Excerto de origem >>
E nós a enchermo-nos de paciência porque ninguém tem culpa daquelas condições e ninguém está ali por gosto e ninguém disse que era fácil criar um filho, mas já estamos há dez horas metidas naquele inferno sabendo que ainda faltam mais dez para irmos descansar... E ainda a procissão vai no adro.

Mas mal voltamos costas e já os dois meninos se engalfinharam, numa disputa que não fazemos o menor esforço para compreender: "Não! Não troquem vírus, vamos acabar com isso já!" As mães, claramente cansadas, pegam-lhes ao colo, num último esforço para que não fujam e os possam manter debaixo de olho, enquanto recebem as últimas recomendações. Mas a contenda não ficou resolvida e, do alto do colo das respectivas mães, enquanto se debatem com uma raiva felina para reconquistar o chão e a liberdade de movimentos que lhes pertence, proferem impropérios e ameaças.

- Se eu quiser vou chamar o meu pai para te prender, que ele é polícia!

Dados fornecidos >>
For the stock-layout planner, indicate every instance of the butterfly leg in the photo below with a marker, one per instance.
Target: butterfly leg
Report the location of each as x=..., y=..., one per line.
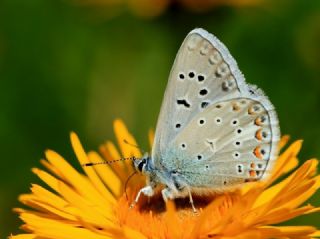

Objetivo 1 >>
Segundo o excerto, há quantas horas se está naquele inferno?
Objetivo 2 >>
Transcreva, por favor, o trecho do excerto que começa com as palavras "E nós a enchermo-nos" e termina em "vai no adro.".

Resposta 1 >>
Há dez horas.

Resposta 2 >>
E nós a enchermo-nos de paciência porque ninguém tem culpa daquelas condições e ninguém está ali por gosto e ninguém disse que era fácil criar um filho, mas já estamos há dez horas metidas naquele inferno sabendo que ainda faltam mais dez para irmos descansar... E ainda a procissão vai no adro.